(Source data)

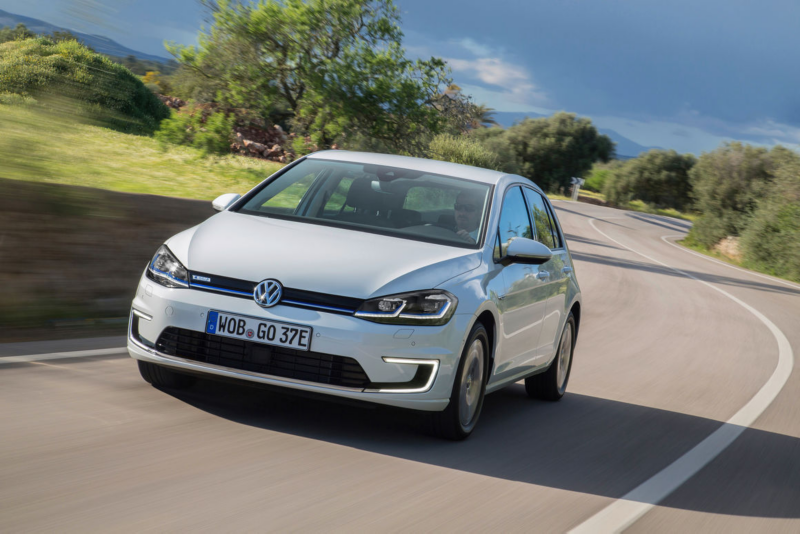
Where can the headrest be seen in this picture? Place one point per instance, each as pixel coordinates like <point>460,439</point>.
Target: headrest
<point>362,196</point>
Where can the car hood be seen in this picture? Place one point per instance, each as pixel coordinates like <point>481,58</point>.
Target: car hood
<point>317,258</point>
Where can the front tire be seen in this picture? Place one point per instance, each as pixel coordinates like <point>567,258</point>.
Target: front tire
<point>458,420</point>
<point>162,377</point>
<point>552,384</point>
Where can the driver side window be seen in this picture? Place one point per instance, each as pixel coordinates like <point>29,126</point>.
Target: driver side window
<point>514,220</point>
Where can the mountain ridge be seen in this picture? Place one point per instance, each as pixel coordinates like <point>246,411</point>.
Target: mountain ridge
<point>100,43</point>
<point>626,148</point>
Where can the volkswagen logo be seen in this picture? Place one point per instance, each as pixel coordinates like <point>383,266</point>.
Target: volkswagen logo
<point>268,293</point>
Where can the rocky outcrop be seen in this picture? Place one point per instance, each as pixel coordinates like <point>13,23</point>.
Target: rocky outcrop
<point>172,102</point>
<point>730,248</point>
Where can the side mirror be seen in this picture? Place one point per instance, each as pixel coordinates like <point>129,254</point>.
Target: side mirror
<point>523,250</point>
<point>222,202</point>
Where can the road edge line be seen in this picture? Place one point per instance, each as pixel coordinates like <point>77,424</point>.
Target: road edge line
<point>626,510</point>
<point>5,360</point>
<point>742,269</point>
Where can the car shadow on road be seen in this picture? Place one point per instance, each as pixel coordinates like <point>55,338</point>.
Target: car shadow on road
<point>675,225</point>
<point>659,269</point>
<point>572,238</point>
<point>583,443</point>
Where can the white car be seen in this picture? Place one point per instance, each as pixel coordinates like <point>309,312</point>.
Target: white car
<point>394,280</point>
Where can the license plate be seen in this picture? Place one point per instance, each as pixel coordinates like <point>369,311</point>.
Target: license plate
<point>258,330</point>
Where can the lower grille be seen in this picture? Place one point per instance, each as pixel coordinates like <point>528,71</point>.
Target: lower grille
<point>264,359</point>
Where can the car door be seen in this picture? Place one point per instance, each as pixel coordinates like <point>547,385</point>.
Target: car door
<point>522,306</point>
<point>553,274</point>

**EXERCISE BRIEF:**
Reproduce the stretch of the listing from the line containing "Where can the road" through the line containing "<point>742,269</point>", swapping "road edge line" for "lane marking" and keeping everything else the same.

**RESULT:**
Where can the lane marking be seen in this picture? Place one point per instance, each as pixel coordinates like <point>77,424</point>.
Target: lane marking
<point>626,510</point>
<point>5,360</point>
<point>742,269</point>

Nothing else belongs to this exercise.